In Remuneration Planning Corp v Fitton [2001] NSWSC 1208, at paragraph three, Justice John Hamilton (as he then was) of the New South Wales Supreme Court found that, “This is an area in which the received wisdom has in my experience changed radically in a period of a few months … since the power was conferred upon the Court, there have been a number of instances in which mediations have succeeded, which have been ordered over opposition.” (emphasis added)

However, the conventional wisdom in Ontario is that it is wrong to force an unwilling litigant to mediate. Our tendency towards litigation bias is exposed when one considers the following scenario: Assume there is a lawsuit in which the defendant is passionately arguing that the parties should mediate, and the plaintiff is equally adamant that the parties should litigate. Do we say that the plaintiff should not be compelled to negotiate against its will? Or do we say that the defendant should not be forced to fight against its will? I posit that the immediate impulse of most lawyers in Ontario is to side with the plaintiff.

The merit of such traditional approaches is becoming increasingly less compelling. According to Rooney, the 20th-century western commercial model of top-down fixed black letter contracts enforcing risk transference has been challenged by the far more nuanced modern reality of “interconnected commercial space.” The main drivers of this new reality “are the need to sustain commercial and individual relationships, embracing a sustainable balance between risk and reward, seeing conflict as an opportunity for change and valuing the importance of soft management skills to bring everything together.”

As the experience of our Commonwealth cousin demonstrates, when litigants are required to spend sufficient time together inside a legal safe zone, as opposed to being forced to fight out in the open where egos and reputations are far more exposed, the motivation to compromise can overcome even the most stubborn parties. And even if a resolution is not achieved at a mediation, the parties will have had to undergo a harsh “reality check” and confront the unvarnished reality of their positions. Importantly, this need not end the matter: in Australia, courts are able to order a second round of CADR if it is in the interests of justice to do so, such as where a party fails to mediate in good faith.

It is beyond dispute that ADR, and in particular, mandatory mediation, serves as a crucial relief valve for our civil courts. However, mediation is currently mandatory in only three Superior Court jurisdictions: Ottawa, Toronto and the County of Essex. I suggest that this must change. If our provincial parliament will not enact or incentivize alternative and progressive means of dispute resolution, then it falls to the judiciary to mobilize them, such as by invoking the superior court’s inherent jurisdiction to control its own processes.

Below the mainstream political discourse is a rapidly accelerating undercurrent of anti-institutional sentiment. Ever-increasing court costs and the epidemic of self-representation only feeds the public’s growing mistrust in our public institutions. As lieutenant governor of Ontario, Elizabeth Dowdeswell, said in 2021, “This pandemic has laid bare for all of us the reality of inequity in our society.” If we are to curb this disturbing trend, then we must rediscover the spirit of institutional innovation and participatory democracy.

Fundamentally, lawyers and judges must look the Supreme Court of Canada’s “culture shift” decree in Hryniak directly in the eye and ask themselves: do we possess a genuine desire to consider alternative models of adjudication, or not? The Supreme Court has pressed our faces firmly against the glass. Will we choose to explore what is on the other side, or will we continue looking the other way? Will the pandemic be a catalyst for much-needed reform, or will it simply tighten the Gordian knot that is already choking out access to justice?

Ryan Wozniak is the principal of Wozniak Law P.C. He practises civil litigation in Toronto.

- _ACTIVITIES_
**1.** Summarize the article on mandatory mediation in two sentences.
**2.** According to the article on mandatory mediation, in which Superior Court jurisdictions is mediation currently mandatory?
**3.** From the article on mandatory mediation, extract everything from "Fundamentally, lawyers and" down to "litigation in Toronto.".
These records come from a separate source.

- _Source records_

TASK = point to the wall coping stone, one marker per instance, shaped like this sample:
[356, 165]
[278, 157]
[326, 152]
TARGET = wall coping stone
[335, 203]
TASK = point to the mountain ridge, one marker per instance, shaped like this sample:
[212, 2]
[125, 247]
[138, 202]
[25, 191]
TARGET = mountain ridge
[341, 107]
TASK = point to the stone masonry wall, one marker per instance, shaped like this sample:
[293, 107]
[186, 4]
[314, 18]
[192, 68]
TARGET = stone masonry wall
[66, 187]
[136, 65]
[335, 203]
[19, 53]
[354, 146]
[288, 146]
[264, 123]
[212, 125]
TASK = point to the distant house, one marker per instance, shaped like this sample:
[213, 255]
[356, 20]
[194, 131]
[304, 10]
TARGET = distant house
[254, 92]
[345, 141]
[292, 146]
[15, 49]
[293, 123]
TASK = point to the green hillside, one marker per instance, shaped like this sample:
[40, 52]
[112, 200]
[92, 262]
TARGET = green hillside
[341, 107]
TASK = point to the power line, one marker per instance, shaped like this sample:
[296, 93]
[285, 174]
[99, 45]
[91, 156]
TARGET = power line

--

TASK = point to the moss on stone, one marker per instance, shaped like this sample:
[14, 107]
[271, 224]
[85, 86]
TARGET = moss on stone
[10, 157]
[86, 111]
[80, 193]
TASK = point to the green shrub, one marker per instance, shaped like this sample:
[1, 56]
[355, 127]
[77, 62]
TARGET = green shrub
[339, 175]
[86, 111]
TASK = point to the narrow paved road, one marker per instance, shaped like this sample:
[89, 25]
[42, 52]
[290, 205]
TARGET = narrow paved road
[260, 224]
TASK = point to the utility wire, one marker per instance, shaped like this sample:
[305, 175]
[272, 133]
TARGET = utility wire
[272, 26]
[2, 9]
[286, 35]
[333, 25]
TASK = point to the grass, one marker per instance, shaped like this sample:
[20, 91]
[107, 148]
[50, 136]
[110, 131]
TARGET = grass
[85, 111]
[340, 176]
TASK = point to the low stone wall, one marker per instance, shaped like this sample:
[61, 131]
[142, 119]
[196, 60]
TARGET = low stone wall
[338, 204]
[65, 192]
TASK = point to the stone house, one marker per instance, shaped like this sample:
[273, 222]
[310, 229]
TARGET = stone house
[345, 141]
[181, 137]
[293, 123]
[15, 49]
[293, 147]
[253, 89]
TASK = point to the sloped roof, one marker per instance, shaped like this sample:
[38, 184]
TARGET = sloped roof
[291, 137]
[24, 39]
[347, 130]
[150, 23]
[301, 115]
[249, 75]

- _ANSWERS TO EACH TASK_
**1.** The article argues that Ontario's conventional view against forcing unwilling litigants to mediate is becoming less compelling, citing Australia, where court-ordered mediations have succeeded over opposition and courts can order a second round. Since mediation is mandatory in only three Ontario Superior Court jurisdictions, it urges the judiciary to expand alternative dispute resolution, for example through the superior court's inherent jurisdiction to control its own processes, in response to rising court costs, self-representation and the Supreme Court of Canada's "culture shift" decree in Hryniak.

**2.** Ottawa, Toronto and the County of Essex.

**3.**
Fundamentally, lawyers and judges must look the Supreme Court of Canada’s “culture shift” decree in Hryniak directly in the eye and ask themselves: do we possess a genuine desire to consider alternative models of adjudication, or not? The Supreme Court has pressed our faces firmly against the glass. Will we choose to explore what is on the other side, or will we continue looking the other way? Will the pandemic be a catalyst for much-needed reform, or will it simply tighten the Gordian knot that is already choking out access to justice?

Ryan Wozniak is the principal of Wozniak Law P.C. He practises civil litigation in Toronto.